--- begin SUPPLIED TEXT ---

Added dot product everywhere were cosine similarity was used #676

joancf · 2024-04-05T09:49:33Z

Related Issue

Support for inner product similarity measures

Support for inner product similarity measures (dot product) #265

Changes

almost everywhere (except some tests) where there was a cosine reference a parallel dot function/option is added

What changed?

most files where cosine was used

Testing and Validation

Not done , needs to be done, it is pending.
I'll try to generate and replace the plugin in my ES isntallation and check it.
but not sure which prodedures I must follow.

alexklibisz

Thanks for the contribution. I left some initial comments.

Here are some other items that don't quite fit as a comment:

what happens when the vectors are not normalized? I don't want to return a negative score to Elasticsearch. I'm not sure how that would behave. I would rather detect this failure state and return an explicit exception. I'm not totally sure where we should detect it. I'm thinking maybe add an if-statement here and here. If the similarity is < 0, we throw an ElastiknnRuntimeException.
We should add some regression tests to the RecallSuite, similar to these.

docs/_posts/2021-07-30-how-does-elastiknn-work.md

alexklibisz · 2024-04-05T13:55:06Z

docs/_posts/2021-07-30-how-does-elastiknn-work.md

 Three of these are problematic with respect to this scoring requirement.

 Specifically, L1 and L2 are generally defined as _distance_ functions, rather than similarity functions,
 which means that higher relevance (i.e., lower distance) yields _lower_ scores.
 Cosine similarity is defined over $$[-1, 1]$$, and we can't have negative scores.
-
+Dot similarity is defined over $$[-1, 1]$$, and we can't have negative scores, if vectors have a magnitude of 1, then it's equivalent to cosine similarity.


I would rewrite this part slightly:

Cosine similarity is defined over $$[-1, 1]$$. Dot similarity is defined over $$[-1, 1]$$, and if vectors have a magnitude of 1, then it's equivalent to cosine similarity. Elasticsearch does not allow negative scores. To work around this, Elastiknn applies simple transformations to produce L1, L2, Cosine, and Dot scores in accordance with the Elasticsearch requirements.

alexklibisz · 2024-04-05T13:56:30Z

docs/pages/api.md

 |L1|`1 / (1 + l1 distance)`|0|1|
 |L2|`1 / (1 + l2 distance)`|0|1|

+Dot similirarity will produce negative scores if the vectors are not normalized


We should make sure to catch this and return an error in the plugin.

--- end SUPPLIED TEXT ---

▶ [WRITTEN TASK]
Retype the dot product pull request thread from "but not sure" to "similar to these.".

--- begin ENTRIES PROVIDED ---

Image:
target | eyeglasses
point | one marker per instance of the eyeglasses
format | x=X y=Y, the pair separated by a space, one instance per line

--- end ENTRIES PROVIDED ---
--- begin ENTRIES PROVIDED ---

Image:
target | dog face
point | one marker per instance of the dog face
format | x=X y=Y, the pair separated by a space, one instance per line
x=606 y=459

--- end ENTRIES PROVIDED ---

▶ [THE REPLY]
but not sure which prodedures I must follow.

alexklibisz

Thanks for the contribution. I left some initial comments.

Here are some other items that don't quite fit as a comment:

what happens when the vectors are not normalized? I don't want to return a negative score to Elasticsearch. I'm not sure how that would behave. I would rather detect this failure state and return an explicit exception. I'm not totally sure where we should detect it. I'm thinking maybe add an if-statement here and here. If the similarity is < 0, we throw an ElastiknnRuntimeException.
We should add some regression tests to the RecallSuite, similar to these.